| WORK TO DO |
Please rewrite every line of the material below as one string in a JSON list, leaving out any blank lines.

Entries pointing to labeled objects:
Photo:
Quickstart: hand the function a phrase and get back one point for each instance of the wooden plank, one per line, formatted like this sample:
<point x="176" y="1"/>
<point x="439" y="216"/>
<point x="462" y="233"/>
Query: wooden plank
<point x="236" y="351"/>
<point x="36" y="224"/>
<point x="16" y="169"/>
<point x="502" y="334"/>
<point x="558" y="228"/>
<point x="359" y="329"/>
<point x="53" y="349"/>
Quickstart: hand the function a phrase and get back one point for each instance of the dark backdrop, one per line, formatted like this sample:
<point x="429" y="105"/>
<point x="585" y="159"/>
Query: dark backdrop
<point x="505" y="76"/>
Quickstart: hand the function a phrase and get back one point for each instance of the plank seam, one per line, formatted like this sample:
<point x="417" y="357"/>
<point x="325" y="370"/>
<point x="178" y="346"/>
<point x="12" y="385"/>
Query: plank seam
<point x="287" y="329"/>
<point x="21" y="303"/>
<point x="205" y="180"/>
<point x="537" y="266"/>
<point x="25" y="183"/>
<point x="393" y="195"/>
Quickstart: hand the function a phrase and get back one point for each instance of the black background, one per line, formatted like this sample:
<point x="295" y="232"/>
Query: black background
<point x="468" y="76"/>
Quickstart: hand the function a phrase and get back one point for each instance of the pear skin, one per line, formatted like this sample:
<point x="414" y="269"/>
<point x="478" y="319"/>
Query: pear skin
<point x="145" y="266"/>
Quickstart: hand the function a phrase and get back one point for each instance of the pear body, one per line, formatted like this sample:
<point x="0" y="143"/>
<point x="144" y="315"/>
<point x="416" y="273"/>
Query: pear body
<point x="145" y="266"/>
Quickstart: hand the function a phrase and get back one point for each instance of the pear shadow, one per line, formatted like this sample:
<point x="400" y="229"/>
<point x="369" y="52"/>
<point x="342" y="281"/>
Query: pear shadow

| TASK ANSWER |
[
  "Photo:",
  "Quickstart: hand the function a phrase and get back one point for each instance of the wooden plank, one per line, formatted like this sample:",
  "<point x=\"176\" y=\"1\"/>",
  "<point x=\"439\" y=\"216\"/>",
  "<point x=\"462\" y=\"233\"/>",
  "Query: wooden plank",
  "<point x=\"236\" y=\"351\"/>",
  "<point x=\"36\" y=\"224\"/>",
  "<point x=\"16\" y=\"169\"/>",
  "<point x=\"502\" y=\"334\"/>",
  "<point x=\"558\" y=\"228\"/>",
  "<point x=\"359\" y=\"329\"/>",
  "<point x=\"53\" y=\"349\"/>",
  "Quickstart: hand the function a phrase and get back one point for each instance of the dark backdrop, one per line, formatted like this sample:",
  "<point x=\"429\" y=\"105\"/>",
  "<point x=\"585\" y=\"159\"/>",
  "Query: dark backdrop",
  "<point x=\"505\" y=\"76\"/>",
  "Quickstart: hand the function a phrase and get back one point for each instance of the plank seam, one per line, formatted like this sample:",
  "<point x=\"417\" y=\"357\"/>",
  "<point x=\"325\" y=\"370\"/>",
  "<point x=\"178\" y=\"346\"/>",
  "<point x=\"12\" y=\"385\"/>",
  "Query: plank seam",
  "<point x=\"287\" y=\"329\"/>",
  "<point x=\"21\" y=\"303\"/>",
  "<point x=\"205\" y=\"180\"/>",
  "<point x=\"537\" y=\"266\"/>",
  "<point x=\"25\" y=\"183\"/>",
  "<point x=\"393\" y=\"195\"/>",
  "Quickstart: hand the function a phrase and get back one point for each instance of the black background, one per line, formatted like this sample:",
  "<point x=\"295\" y=\"232\"/>",
  "Query: black background",
  "<point x=\"468\" y=\"76\"/>",
  "Quickstart: hand the function a phrase and get back one point for each instance of the pear skin, one per line, formatted like this sample:",
  "<point x=\"414\" y=\"269\"/>",
  "<point x=\"478\" y=\"319\"/>",
  "Query: pear skin",
  "<point x=\"145\" y=\"266\"/>",
  "Quickstart: hand the function a phrase and get back one point for each instance of the pear body, one per line, formatted like this sample:",
  "<point x=\"0\" y=\"143\"/>",
  "<point x=\"144\" y=\"315\"/>",
  "<point x=\"416\" y=\"273\"/>",
  "Query: pear body",
  "<point x=\"145\" y=\"266\"/>",
  "Quickstart: hand the function a phrase and get back one point for each instance of the pear shadow, one per line, formatted like this sample:",
  "<point x=\"400\" y=\"229\"/>",
  "<point x=\"369\" y=\"52\"/>",
  "<point x=\"342\" y=\"281\"/>",
  "Query: pear shadow"
]